- _Aim of the task_
Your reply should hold the line containing "Practice step: locate the street" and every later line of the records, reproduced exactly, and no other lines.

[Extracted data entries]

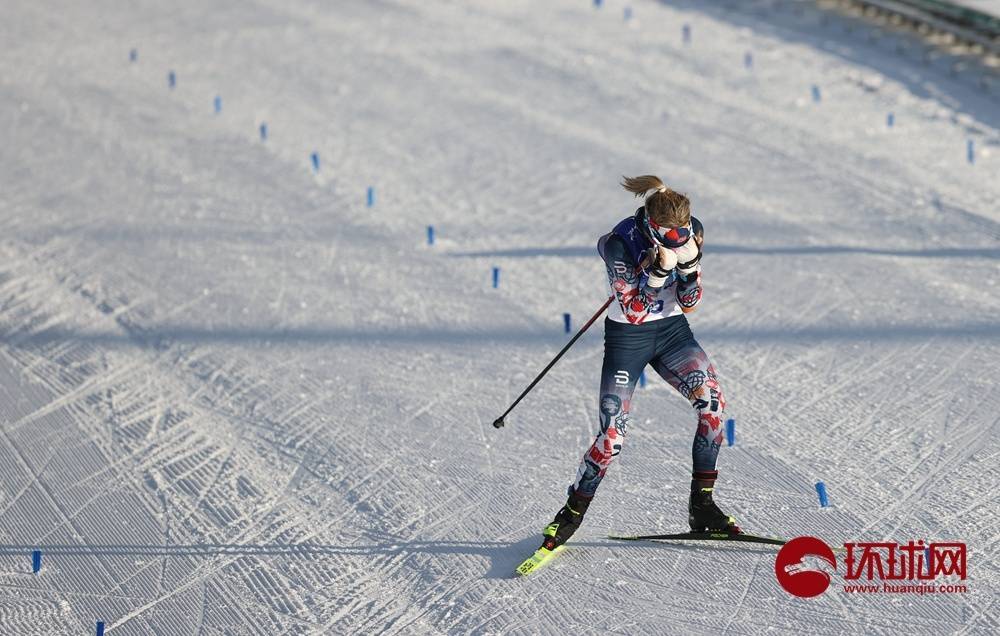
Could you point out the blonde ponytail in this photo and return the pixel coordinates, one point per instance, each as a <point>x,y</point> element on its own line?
<point>639,186</point>
<point>664,206</point>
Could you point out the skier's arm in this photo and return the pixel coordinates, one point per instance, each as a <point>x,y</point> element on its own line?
<point>689,275</point>
<point>635,297</point>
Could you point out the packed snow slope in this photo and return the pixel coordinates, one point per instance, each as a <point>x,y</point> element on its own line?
<point>236,399</point>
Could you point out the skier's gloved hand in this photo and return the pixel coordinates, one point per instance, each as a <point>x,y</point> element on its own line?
<point>688,256</point>
<point>666,260</point>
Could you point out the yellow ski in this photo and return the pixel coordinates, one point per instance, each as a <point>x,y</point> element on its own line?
<point>537,560</point>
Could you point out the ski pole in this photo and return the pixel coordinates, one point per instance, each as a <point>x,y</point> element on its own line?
<point>499,421</point>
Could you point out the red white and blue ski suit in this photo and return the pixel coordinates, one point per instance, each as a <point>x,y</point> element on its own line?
<point>647,326</point>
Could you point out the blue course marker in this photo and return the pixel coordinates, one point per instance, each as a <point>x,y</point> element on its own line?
<point>824,501</point>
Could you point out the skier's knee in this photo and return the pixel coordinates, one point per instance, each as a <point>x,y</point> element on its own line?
<point>708,398</point>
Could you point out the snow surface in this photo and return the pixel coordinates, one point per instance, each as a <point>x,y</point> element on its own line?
<point>236,400</point>
<point>991,7</point>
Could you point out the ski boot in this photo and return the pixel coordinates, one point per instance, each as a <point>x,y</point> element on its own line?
<point>567,520</point>
<point>703,514</point>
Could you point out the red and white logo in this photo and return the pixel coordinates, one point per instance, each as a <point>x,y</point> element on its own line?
<point>804,566</point>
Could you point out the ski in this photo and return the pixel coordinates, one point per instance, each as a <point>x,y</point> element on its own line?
<point>537,560</point>
<point>702,536</point>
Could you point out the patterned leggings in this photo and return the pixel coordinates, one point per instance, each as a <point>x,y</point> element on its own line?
<point>669,346</point>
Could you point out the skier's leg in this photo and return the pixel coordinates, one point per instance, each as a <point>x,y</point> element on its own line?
<point>688,369</point>
<point>627,349</point>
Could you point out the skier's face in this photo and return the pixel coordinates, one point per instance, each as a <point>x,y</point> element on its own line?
<point>671,236</point>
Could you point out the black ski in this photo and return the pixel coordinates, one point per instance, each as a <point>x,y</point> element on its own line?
<point>702,536</point>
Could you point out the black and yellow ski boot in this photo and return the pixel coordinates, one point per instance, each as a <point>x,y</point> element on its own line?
<point>703,514</point>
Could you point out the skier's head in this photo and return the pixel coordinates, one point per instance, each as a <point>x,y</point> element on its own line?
<point>667,212</point>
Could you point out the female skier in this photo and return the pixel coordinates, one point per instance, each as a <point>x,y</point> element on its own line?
<point>654,271</point>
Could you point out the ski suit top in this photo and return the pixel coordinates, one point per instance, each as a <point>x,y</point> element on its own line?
<point>622,250</point>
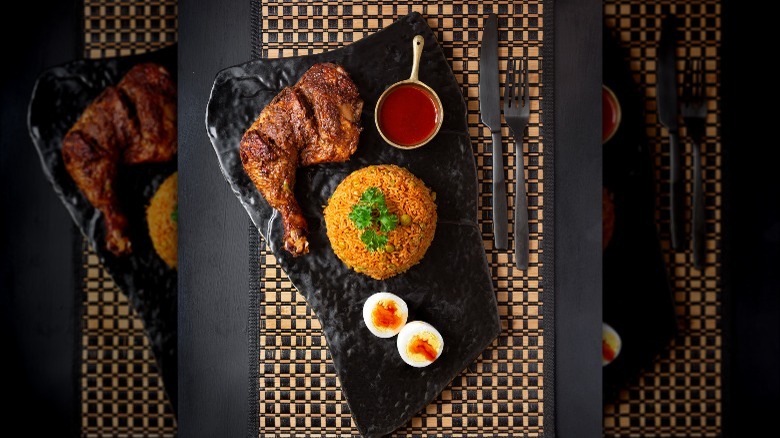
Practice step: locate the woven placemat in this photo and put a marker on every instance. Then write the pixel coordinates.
(501, 393)
(681, 395)
(121, 390)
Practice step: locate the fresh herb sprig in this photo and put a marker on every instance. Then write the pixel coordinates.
(372, 216)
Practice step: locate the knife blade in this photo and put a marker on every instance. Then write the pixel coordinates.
(490, 114)
(666, 97)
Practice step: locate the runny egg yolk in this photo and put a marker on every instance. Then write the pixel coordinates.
(385, 315)
(423, 346)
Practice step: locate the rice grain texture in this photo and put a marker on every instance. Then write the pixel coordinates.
(162, 217)
(405, 194)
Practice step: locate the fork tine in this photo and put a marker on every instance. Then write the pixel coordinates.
(515, 89)
(520, 88)
(526, 81)
(700, 79)
(508, 86)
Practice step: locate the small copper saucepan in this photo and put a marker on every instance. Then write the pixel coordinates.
(409, 113)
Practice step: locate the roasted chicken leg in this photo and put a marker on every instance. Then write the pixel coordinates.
(316, 121)
(134, 122)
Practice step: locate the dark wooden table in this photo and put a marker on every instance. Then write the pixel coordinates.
(214, 283)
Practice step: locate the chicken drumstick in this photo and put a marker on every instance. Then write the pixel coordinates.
(316, 121)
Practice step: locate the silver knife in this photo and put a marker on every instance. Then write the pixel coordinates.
(490, 113)
(666, 96)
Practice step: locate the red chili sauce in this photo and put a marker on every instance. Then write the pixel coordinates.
(384, 315)
(419, 346)
(408, 115)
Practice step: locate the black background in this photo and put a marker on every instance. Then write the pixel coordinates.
(39, 312)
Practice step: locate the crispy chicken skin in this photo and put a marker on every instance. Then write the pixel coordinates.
(316, 121)
(134, 122)
(150, 90)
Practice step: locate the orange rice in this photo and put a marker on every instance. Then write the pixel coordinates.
(163, 228)
(404, 194)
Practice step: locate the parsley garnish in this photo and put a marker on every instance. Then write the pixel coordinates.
(372, 216)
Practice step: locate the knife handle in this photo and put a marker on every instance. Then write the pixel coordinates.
(521, 210)
(697, 228)
(676, 193)
(500, 218)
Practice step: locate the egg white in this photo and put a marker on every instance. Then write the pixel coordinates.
(372, 302)
(405, 337)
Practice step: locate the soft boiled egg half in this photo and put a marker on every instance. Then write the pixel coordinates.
(419, 344)
(385, 314)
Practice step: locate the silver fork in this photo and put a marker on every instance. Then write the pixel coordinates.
(517, 111)
(694, 113)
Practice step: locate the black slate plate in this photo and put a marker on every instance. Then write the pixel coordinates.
(60, 96)
(451, 288)
(637, 298)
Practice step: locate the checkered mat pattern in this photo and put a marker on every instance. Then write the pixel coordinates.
(681, 395)
(121, 390)
(502, 392)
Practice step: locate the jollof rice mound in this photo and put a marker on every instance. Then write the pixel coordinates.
(404, 194)
(162, 217)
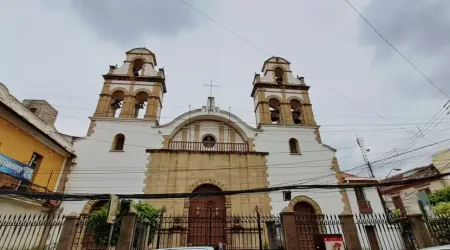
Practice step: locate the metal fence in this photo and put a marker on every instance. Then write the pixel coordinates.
(312, 228)
(232, 232)
(378, 231)
(30, 231)
(94, 234)
(439, 227)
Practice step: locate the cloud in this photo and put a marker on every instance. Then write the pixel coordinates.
(419, 29)
(127, 23)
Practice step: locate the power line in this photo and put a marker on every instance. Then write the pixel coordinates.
(65, 196)
(396, 50)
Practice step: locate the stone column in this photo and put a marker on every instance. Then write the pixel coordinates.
(68, 232)
(126, 231)
(420, 231)
(151, 113)
(103, 105)
(290, 230)
(128, 107)
(350, 232)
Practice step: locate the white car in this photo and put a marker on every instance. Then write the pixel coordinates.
(188, 248)
(446, 247)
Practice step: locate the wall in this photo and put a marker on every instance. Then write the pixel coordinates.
(409, 196)
(284, 168)
(20, 206)
(176, 172)
(371, 196)
(100, 170)
(20, 145)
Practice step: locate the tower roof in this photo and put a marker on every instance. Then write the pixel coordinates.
(142, 51)
(275, 59)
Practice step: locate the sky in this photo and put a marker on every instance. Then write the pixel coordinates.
(360, 86)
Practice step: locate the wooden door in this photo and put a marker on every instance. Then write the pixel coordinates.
(307, 226)
(207, 218)
(372, 237)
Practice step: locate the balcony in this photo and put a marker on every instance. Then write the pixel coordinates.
(216, 147)
(364, 207)
(11, 183)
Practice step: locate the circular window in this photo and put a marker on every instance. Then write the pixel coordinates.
(209, 141)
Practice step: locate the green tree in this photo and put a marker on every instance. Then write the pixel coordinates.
(441, 195)
(442, 208)
(100, 229)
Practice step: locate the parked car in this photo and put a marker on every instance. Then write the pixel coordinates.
(188, 248)
(446, 247)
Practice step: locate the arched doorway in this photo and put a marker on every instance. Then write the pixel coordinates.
(88, 238)
(307, 224)
(207, 218)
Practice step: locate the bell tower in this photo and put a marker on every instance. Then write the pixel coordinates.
(134, 90)
(279, 97)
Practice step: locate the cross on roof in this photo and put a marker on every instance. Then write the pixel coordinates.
(211, 86)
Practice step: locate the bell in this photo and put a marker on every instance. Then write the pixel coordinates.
(296, 117)
(274, 116)
(279, 80)
(116, 105)
(287, 195)
(140, 105)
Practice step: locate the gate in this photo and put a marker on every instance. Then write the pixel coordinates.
(440, 228)
(232, 232)
(311, 227)
(379, 232)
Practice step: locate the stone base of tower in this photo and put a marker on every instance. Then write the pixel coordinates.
(186, 172)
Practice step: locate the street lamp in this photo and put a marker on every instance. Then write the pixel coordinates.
(396, 169)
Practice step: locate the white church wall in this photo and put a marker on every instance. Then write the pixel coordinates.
(286, 169)
(148, 70)
(99, 170)
(371, 196)
(294, 93)
(115, 86)
(123, 70)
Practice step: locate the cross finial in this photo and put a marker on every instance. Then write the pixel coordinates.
(211, 86)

- _Result of this task_
Practice step: locate the street lamp in this photo and put a marker on every instance. Then write the pixel coordinates.
(396, 169)
Practice step: locate the white church wall in this photo and put a marker on every instance. Then write the pixel coordinates.
(286, 169)
(148, 70)
(99, 170)
(371, 196)
(294, 93)
(115, 86)
(123, 70)
Practice step: locate the cross finial in this photo and put a marker on every instance. Then write the pixel coordinates.
(211, 86)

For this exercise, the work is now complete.